Take the lines below from the one with "Provide one point per instance of the pyramid" through the one with "Provide one point per instance of the man's short" and print only them, exactly. Don't print the pictures.
:: Record set
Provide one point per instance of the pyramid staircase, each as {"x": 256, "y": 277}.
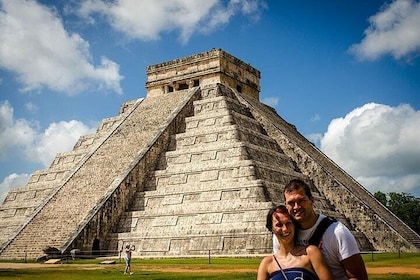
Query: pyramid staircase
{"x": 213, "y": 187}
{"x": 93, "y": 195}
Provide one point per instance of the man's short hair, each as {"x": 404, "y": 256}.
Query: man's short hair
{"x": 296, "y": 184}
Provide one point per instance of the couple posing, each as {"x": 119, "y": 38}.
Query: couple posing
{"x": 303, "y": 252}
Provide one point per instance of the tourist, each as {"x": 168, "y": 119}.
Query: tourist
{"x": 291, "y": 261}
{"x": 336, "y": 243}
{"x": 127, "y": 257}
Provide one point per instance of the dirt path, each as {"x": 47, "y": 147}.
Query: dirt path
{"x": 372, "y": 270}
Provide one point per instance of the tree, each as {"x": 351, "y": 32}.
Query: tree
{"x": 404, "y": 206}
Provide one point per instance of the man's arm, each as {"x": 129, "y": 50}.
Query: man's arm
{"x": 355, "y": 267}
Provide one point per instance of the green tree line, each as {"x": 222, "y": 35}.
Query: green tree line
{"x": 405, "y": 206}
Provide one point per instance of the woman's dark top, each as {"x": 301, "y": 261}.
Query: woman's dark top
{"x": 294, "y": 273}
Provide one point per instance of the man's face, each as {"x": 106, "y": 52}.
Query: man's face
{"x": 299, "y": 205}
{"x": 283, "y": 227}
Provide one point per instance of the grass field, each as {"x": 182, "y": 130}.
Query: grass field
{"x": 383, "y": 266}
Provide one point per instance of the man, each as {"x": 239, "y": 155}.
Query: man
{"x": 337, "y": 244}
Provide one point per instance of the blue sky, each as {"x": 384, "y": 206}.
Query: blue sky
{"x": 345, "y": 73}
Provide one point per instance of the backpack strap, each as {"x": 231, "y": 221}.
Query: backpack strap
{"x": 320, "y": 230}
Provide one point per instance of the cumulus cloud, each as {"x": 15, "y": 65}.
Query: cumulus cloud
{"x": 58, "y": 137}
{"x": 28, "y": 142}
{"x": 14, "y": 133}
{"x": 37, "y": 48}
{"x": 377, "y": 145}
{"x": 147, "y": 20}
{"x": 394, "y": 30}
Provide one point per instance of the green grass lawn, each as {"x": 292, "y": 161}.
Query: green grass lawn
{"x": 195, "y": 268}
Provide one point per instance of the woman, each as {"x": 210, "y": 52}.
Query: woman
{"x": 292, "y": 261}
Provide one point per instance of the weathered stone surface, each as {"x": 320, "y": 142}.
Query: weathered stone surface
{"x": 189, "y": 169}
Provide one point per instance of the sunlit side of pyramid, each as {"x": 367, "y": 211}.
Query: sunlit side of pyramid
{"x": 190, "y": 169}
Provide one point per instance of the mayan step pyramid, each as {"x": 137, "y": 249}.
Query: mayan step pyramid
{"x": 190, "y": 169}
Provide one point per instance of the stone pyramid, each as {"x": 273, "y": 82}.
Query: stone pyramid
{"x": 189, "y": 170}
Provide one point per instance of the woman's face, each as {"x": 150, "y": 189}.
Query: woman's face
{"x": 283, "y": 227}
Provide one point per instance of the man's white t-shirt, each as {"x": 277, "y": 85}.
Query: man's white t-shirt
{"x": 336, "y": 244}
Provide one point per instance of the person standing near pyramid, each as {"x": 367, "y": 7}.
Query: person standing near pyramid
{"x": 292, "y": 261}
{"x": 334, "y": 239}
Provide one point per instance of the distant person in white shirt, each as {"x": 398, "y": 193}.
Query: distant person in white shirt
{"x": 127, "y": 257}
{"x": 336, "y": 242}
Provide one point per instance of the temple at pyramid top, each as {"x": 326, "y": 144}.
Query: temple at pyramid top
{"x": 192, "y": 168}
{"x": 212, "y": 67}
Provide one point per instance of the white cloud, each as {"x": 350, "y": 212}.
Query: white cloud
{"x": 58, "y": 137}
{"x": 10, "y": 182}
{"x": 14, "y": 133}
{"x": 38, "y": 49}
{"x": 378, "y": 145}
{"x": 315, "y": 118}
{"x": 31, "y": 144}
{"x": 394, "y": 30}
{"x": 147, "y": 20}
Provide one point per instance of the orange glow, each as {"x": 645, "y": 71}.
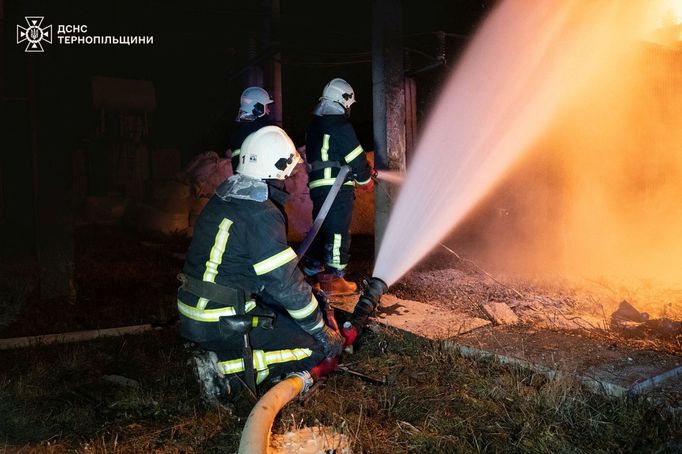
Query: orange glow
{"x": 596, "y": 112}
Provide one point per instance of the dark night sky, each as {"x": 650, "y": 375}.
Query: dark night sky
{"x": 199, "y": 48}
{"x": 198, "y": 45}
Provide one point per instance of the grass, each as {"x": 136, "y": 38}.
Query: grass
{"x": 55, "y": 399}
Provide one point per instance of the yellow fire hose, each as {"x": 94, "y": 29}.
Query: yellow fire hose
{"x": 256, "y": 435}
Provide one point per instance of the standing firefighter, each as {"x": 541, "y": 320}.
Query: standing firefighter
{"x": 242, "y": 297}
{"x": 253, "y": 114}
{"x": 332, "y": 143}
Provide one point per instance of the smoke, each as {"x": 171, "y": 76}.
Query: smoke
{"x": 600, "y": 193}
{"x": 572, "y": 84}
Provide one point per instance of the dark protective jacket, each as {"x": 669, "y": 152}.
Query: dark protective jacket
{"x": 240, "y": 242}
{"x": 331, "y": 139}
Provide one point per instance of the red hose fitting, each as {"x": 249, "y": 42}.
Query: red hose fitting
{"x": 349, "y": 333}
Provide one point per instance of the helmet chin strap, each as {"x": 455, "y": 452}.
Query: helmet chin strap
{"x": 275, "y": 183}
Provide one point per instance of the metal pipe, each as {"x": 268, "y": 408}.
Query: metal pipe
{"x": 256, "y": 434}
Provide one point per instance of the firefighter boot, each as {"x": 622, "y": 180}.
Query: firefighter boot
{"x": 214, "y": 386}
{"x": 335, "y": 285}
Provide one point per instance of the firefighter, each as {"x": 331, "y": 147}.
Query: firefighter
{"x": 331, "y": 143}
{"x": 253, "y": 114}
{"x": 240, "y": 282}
::::
:: Record set
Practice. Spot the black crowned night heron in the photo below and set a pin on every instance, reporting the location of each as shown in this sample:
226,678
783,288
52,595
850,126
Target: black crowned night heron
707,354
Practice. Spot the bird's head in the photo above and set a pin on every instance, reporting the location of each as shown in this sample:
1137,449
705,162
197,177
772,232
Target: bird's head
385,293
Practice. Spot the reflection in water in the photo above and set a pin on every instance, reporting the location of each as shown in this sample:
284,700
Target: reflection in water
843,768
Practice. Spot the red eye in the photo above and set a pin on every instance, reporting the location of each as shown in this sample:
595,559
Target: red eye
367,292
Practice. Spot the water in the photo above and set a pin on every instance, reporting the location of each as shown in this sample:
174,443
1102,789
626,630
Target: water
::::
:: Record set
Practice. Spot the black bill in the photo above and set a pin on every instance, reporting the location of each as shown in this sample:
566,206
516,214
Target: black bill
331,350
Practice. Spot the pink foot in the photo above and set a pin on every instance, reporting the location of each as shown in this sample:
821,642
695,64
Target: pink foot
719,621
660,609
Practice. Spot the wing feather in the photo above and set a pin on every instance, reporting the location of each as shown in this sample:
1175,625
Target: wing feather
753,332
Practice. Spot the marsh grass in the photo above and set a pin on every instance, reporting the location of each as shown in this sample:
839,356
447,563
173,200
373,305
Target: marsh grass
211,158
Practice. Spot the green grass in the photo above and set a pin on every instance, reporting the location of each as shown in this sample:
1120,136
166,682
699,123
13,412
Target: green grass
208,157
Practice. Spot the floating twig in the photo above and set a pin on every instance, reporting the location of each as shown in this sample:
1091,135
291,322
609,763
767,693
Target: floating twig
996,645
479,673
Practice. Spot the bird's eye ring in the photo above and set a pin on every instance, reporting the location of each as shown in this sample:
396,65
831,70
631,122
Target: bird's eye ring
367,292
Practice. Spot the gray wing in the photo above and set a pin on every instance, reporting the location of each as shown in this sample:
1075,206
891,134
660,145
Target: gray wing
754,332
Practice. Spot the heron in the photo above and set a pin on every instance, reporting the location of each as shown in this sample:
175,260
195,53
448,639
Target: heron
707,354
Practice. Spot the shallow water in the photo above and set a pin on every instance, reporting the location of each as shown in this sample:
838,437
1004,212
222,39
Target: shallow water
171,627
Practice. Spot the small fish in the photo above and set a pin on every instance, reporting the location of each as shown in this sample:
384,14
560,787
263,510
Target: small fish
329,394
::::
→ **Solution to the exercise**
Provide one point per instance of the pyramid staircase, each as {"x": 256, "y": 277}.
Query: pyramid staircase
{"x": 213, "y": 187}
{"x": 93, "y": 195}
Provide one point per instance of the man's short hair, each as {"x": 404, "y": 256}.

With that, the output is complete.